(WHAT TO DO) Filter the listing and keep only the lines with the word "clicks".

(DATA SHOWN)
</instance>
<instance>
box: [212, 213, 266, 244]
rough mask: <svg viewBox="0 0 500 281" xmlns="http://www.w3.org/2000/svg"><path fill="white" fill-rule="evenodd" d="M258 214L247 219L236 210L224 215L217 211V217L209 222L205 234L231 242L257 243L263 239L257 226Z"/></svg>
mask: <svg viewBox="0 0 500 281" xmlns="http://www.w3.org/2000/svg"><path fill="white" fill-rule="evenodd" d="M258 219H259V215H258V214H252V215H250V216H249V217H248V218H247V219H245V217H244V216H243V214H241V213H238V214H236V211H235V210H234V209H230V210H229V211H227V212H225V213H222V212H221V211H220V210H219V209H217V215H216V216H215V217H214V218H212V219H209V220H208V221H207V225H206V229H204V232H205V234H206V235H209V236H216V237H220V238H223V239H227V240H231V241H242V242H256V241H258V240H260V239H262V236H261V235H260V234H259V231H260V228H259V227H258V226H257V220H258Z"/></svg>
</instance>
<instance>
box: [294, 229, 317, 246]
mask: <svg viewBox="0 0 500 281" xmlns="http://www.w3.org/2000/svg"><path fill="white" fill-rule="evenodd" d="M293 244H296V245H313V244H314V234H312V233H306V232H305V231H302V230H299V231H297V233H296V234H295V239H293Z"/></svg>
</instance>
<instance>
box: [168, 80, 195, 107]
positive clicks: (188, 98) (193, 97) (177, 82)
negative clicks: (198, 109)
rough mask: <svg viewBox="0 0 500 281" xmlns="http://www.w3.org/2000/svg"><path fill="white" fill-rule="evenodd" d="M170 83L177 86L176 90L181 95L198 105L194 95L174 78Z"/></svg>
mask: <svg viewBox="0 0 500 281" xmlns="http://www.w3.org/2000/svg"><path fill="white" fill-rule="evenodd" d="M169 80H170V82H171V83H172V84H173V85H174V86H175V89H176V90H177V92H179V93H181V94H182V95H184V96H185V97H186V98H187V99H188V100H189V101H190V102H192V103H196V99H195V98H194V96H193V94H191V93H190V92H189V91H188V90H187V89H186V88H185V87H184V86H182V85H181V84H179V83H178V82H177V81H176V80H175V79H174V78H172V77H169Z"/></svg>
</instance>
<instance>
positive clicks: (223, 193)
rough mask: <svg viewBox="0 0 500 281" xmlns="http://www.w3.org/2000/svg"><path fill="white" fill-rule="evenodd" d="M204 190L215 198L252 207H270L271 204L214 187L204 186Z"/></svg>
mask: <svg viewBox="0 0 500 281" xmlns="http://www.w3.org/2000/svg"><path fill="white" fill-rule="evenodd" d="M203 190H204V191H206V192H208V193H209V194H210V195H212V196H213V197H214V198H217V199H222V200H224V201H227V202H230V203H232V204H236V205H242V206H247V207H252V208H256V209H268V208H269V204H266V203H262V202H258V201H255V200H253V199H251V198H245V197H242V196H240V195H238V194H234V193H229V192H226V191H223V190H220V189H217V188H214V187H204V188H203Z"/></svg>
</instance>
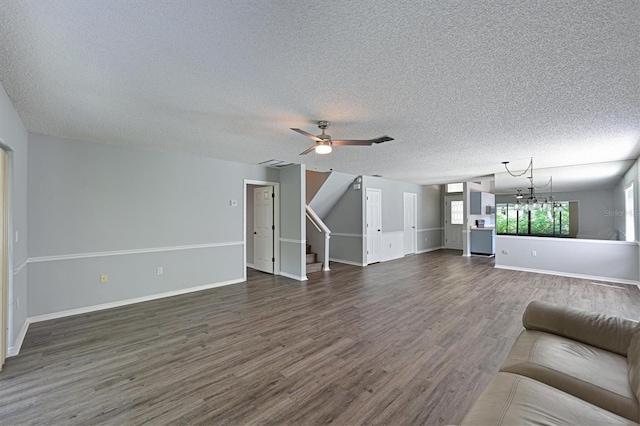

(YOUR RESPONSE)
positive clicks: (188, 98) (193, 97) (177, 82)
negative clicks: (198, 109)
positive clicks: (223, 193)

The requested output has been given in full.